** Material for this task **
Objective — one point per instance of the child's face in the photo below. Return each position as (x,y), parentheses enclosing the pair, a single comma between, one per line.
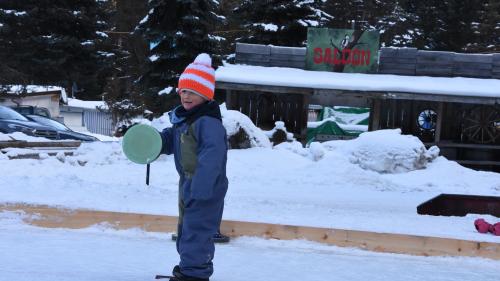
(190,99)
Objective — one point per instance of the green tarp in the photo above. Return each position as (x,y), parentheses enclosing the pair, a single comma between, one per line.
(338,115)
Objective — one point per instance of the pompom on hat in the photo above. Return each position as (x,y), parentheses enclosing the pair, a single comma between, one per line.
(199,77)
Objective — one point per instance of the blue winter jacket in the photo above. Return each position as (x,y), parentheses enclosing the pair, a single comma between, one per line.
(199,144)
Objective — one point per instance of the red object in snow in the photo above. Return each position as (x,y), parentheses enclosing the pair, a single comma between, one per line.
(482,226)
(495,229)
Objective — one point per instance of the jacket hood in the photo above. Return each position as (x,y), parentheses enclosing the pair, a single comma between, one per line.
(209,108)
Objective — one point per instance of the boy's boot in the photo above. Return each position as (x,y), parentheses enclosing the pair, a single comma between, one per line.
(178,276)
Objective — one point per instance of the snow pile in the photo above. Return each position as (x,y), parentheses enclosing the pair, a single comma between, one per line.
(314,152)
(234,121)
(387,151)
(280,125)
(21,137)
(96,153)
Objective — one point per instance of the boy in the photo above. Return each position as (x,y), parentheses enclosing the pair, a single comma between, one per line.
(198,142)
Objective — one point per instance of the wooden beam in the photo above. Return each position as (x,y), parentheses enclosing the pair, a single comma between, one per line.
(263,88)
(46,216)
(439,121)
(26,144)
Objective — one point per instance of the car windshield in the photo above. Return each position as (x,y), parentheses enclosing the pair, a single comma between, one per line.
(49,122)
(10,114)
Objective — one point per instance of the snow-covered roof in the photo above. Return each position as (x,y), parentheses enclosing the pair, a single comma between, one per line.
(36,90)
(293,77)
(87,104)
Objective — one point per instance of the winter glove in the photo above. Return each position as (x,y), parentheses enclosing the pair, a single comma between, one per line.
(495,229)
(482,226)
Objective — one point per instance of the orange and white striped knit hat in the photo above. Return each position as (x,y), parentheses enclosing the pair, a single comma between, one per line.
(199,77)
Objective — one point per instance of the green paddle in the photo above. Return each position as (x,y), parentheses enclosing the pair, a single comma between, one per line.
(142,145)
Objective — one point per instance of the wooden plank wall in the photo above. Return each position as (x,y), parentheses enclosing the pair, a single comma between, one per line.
(265,108)
(410,61)
(266,55)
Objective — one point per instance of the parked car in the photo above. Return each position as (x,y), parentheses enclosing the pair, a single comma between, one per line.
(63,131)
(28,109)
(11,121)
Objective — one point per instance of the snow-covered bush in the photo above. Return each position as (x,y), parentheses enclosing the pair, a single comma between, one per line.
(95,153)
(386,151)
(279,134)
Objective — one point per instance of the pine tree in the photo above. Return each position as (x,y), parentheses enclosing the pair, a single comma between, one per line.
(398,26)
(55,42)
(130,52)
(177,31)
(488,27)
(277,22)
(444,25)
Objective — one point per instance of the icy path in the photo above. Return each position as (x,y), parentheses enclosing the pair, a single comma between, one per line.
(30,253)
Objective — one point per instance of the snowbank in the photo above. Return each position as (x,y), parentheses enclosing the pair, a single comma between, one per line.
(386,151)
(232,120)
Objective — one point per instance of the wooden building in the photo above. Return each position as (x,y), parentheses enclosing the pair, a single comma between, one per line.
(446,99)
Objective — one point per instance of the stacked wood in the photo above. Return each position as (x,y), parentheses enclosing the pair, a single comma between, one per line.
(400,61)
(266,55)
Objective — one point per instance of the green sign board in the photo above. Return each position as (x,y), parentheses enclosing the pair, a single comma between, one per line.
(342,50)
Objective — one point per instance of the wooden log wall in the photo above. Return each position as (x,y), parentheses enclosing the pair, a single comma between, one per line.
(265,108)
(399,61)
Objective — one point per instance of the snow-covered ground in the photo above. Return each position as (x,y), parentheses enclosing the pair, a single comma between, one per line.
(373,183)
(99,253)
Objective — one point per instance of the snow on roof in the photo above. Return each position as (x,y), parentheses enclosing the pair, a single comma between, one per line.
(293,77)
(87,104)
(36,89)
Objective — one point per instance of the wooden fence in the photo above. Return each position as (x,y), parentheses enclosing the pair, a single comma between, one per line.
(46,216)
(400,61)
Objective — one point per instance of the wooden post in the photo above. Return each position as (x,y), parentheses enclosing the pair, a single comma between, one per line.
(439,121)
(375,115)
(229,99)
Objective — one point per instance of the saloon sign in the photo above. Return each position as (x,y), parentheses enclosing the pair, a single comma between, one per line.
(342,50)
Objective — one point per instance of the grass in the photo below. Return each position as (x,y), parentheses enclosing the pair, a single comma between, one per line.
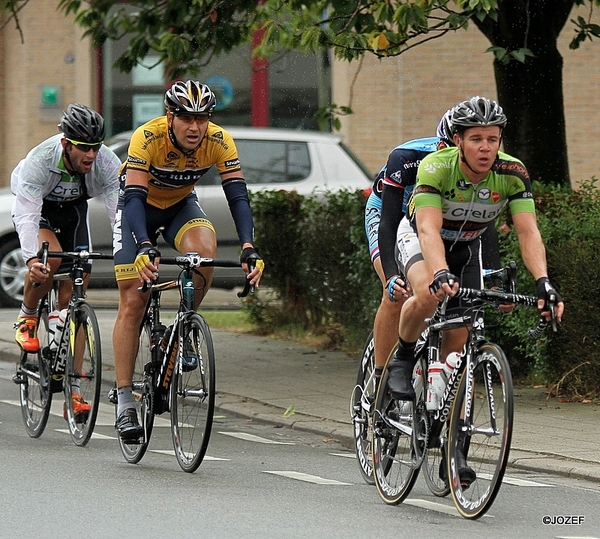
(237,321)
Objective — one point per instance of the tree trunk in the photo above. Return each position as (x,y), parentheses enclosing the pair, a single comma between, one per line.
(532,98)
(531,93)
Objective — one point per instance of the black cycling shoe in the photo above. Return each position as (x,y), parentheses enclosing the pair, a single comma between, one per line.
(189,361)
(400,379)
(128,426)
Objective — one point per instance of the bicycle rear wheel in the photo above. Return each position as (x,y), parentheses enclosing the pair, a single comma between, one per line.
(143,396)
(484,436)
(361,411)
(34,381)
(395,461)
(193,393)
(83,373)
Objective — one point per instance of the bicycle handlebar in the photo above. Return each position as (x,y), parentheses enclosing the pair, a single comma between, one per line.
(500,297)
(194,260)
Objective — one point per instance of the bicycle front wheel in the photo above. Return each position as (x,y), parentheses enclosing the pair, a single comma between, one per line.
(482,436)
(395,461)
(361,410)
(83,374)
(34,381)
(193,393)
(143,395)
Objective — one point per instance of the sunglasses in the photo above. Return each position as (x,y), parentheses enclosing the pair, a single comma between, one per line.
(189,118)
(85,147)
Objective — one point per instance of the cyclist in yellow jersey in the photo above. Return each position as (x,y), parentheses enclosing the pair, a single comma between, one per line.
(459,192)
(166,157)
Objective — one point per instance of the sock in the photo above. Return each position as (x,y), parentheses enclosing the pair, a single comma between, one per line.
(125,399)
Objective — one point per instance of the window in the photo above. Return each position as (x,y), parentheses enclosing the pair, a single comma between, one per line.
(268,161)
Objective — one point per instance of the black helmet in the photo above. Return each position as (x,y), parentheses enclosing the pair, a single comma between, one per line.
(82,124)
(445,130)
(190,97)
(477,112)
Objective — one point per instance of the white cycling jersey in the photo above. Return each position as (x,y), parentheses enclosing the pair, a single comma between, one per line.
(38,177)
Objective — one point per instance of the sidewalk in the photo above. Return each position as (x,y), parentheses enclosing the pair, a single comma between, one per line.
(260,378)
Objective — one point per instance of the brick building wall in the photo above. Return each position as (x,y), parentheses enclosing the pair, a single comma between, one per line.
(394,99)
(52,54)
(398,99)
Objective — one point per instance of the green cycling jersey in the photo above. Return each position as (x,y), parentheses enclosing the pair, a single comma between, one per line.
(469,208)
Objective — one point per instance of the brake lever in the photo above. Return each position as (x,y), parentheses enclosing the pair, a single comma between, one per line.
(145,286)
(42,255)
(252,263)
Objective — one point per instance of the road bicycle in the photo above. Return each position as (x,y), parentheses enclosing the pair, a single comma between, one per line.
(362,399)
(175,368)
(474,416)
(75,365)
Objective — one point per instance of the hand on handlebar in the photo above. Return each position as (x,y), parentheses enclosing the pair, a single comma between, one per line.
(444,283)
(146,263)
(549,301)
(38,273)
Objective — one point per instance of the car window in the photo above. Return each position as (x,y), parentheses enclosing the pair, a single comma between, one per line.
(268,161)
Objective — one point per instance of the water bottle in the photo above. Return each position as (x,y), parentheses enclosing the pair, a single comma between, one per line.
(435,385)
(451,362)
(417,380)
(56,324)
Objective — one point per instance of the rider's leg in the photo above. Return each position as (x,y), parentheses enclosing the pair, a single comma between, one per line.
(201,240)
(385,327)
(415,310)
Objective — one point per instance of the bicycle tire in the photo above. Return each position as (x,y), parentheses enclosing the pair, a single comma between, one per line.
(193,394)
(394,470)
(34,392)
(434,464)
(361,411)
(487,431)
(87,381)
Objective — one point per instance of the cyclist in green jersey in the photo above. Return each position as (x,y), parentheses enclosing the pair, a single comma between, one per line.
(459,192)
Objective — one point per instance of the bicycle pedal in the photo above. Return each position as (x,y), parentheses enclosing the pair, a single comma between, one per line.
(19,378)
(112,396)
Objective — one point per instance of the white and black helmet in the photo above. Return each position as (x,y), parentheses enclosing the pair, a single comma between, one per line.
(82,124)
(445,131)
(190,97)
(477,112)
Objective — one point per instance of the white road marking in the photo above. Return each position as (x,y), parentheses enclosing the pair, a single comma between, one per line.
(439,507)
(253,438)
(307,478)
(344,455)
(516,481)
(95,435)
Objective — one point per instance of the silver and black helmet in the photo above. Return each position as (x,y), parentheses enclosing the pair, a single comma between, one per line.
(477,112)
(82,124)
(190,97)
(445,130)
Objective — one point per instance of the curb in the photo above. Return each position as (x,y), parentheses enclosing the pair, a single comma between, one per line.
(519,459)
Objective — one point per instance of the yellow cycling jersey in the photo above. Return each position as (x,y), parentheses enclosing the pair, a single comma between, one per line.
(171,172)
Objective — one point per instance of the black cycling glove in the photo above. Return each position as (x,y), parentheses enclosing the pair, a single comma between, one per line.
(547,292)
(146,253)
(441,277)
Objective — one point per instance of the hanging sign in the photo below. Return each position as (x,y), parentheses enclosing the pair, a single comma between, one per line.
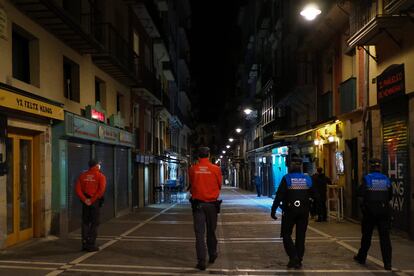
(391,83)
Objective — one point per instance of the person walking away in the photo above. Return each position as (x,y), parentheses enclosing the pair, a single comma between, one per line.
(90,188)
(294,192)
(376,193)
(258,184)
(205,185)
(320,185)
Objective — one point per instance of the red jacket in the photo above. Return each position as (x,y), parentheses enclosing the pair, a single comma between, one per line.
(91,184)
(205,180)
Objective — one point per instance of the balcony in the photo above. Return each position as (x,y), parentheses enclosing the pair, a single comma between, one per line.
(168,70)
(369,28)
(117,57)
(347,94)
(73,23)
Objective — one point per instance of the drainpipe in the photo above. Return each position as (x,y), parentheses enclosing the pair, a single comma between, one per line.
(367,133)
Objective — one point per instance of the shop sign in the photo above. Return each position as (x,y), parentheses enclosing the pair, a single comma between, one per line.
(391,83)
(115,120)
(84,129)
(22,103)
(3,23)
(95,112)
(126,137)
(108,133)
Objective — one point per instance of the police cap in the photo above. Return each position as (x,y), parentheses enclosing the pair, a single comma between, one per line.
(375,162)
(92,163)
(296,160)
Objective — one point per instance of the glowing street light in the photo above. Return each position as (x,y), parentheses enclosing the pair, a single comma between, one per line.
(310,12)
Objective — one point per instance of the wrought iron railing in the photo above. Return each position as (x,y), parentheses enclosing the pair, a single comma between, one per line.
(117,47)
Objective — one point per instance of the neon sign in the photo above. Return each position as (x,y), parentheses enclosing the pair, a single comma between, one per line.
(100,116)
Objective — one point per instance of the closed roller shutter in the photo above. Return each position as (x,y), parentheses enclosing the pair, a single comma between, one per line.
(78,157)
(105,154)
(396,158)
(122,178)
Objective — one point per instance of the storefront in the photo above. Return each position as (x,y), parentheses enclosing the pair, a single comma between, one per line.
(25,163)
(329,151)
(395,152)
(75,142)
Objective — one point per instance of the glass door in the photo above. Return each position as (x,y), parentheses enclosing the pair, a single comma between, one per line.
(19,188)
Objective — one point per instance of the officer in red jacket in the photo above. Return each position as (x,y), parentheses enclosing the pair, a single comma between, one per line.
(205,180)
(90,188)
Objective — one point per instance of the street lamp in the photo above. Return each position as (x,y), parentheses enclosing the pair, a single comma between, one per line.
(247,111)
(310,12)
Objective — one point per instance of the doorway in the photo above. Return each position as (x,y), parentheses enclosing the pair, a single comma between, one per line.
(352,149)
(19,188)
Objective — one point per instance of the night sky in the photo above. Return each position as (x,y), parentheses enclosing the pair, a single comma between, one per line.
(215,47)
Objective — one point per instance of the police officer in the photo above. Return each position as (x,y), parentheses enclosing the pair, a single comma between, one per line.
(294,192)
(376,193)
(90,188)
(205,185)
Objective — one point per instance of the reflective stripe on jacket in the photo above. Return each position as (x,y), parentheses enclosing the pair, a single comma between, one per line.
(205,180)
(91,184)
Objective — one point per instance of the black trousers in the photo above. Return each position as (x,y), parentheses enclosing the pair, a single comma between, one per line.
(205,216)
(369,221)
(321,208)
(295,250)
(259,189)
(90,223)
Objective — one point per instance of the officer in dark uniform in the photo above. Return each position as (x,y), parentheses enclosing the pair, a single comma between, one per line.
(294,192)
(376,192)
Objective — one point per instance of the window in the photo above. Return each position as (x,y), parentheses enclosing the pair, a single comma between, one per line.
(119,103)
(136,115)
(136,43)
(100,95)
(73,7)
(25,56)
(71,80)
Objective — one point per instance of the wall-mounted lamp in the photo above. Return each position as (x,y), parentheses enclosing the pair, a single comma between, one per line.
(310,12)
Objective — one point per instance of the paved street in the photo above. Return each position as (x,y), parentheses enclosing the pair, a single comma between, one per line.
(159,240)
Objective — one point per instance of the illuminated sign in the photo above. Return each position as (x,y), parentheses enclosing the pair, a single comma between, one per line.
(391,83)
(22,103)
(95,112)
(100,116)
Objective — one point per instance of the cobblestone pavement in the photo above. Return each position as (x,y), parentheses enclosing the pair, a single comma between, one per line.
(159,240)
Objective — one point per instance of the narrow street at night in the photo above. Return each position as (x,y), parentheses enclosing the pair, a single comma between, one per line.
(219,137)
(159,240)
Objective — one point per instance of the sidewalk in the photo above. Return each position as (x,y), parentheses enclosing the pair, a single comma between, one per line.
(159,240)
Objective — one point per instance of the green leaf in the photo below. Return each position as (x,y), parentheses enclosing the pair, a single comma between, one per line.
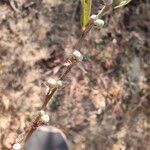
(120,3)
(86,11)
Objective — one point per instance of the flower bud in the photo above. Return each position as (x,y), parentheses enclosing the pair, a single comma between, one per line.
(16,146)
(78,55)
(45,118)
(108,2)
(99,23)
(94,17)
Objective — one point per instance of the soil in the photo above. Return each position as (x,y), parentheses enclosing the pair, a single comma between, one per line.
(105,101)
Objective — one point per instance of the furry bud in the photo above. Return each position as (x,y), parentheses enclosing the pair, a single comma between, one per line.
(45,118)
(99,23)
(94,17)
(108,2)
(78,55)
(16,146)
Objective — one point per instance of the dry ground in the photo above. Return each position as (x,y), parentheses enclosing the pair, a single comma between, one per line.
(105,103)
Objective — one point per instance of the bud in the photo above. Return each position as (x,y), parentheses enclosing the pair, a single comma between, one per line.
(55,82)
(16,146)
(78,55)
(99,23)
(42,112)
(45,118)
(94,17)
(108,2)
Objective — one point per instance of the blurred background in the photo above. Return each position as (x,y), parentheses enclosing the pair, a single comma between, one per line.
(105,101)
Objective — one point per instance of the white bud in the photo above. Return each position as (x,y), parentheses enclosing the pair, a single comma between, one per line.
(108,2)
(16,146)
(52,81)
(99,23)
(59,83)
(42,112)
(45,118)
(55,82)
(78,55)
(94,17)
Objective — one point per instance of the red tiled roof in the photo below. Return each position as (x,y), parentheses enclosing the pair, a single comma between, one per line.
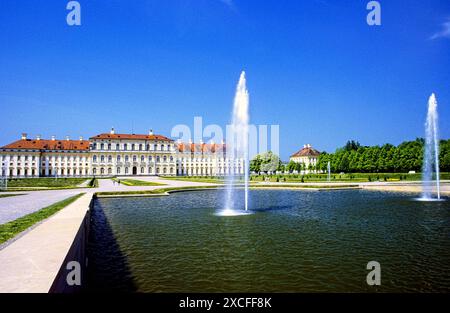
(34,144)
(131,136)
(201,147)
(306,151)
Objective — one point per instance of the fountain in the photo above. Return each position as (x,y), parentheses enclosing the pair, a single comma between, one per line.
(237,148)
(431,155)
(329,171)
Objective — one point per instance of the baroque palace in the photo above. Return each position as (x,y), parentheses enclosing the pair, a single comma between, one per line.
(112,154)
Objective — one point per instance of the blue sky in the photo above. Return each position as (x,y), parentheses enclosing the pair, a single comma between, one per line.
(314,67)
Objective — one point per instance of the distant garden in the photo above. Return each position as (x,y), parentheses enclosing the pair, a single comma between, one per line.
(355,158)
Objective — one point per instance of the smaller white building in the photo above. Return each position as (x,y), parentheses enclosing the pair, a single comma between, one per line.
(308,156)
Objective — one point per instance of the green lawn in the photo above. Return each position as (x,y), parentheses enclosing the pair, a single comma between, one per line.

** The request **
Copy out, word for word, everything from the line containing "Objective — one point per instance of the smaller" down to the end of the items, including both ends.

** Task solution **
Objective — one point per instance of the smaller white building in the photo above. Return each position as (x,y), parentheses enclosing the pair, a single comma between, one per line.
(308,156)
Objective — one point per instance of the green lawn in the photo above. Return each position as (x,y), parentheses enclosing the pair, a single comma between, one per line.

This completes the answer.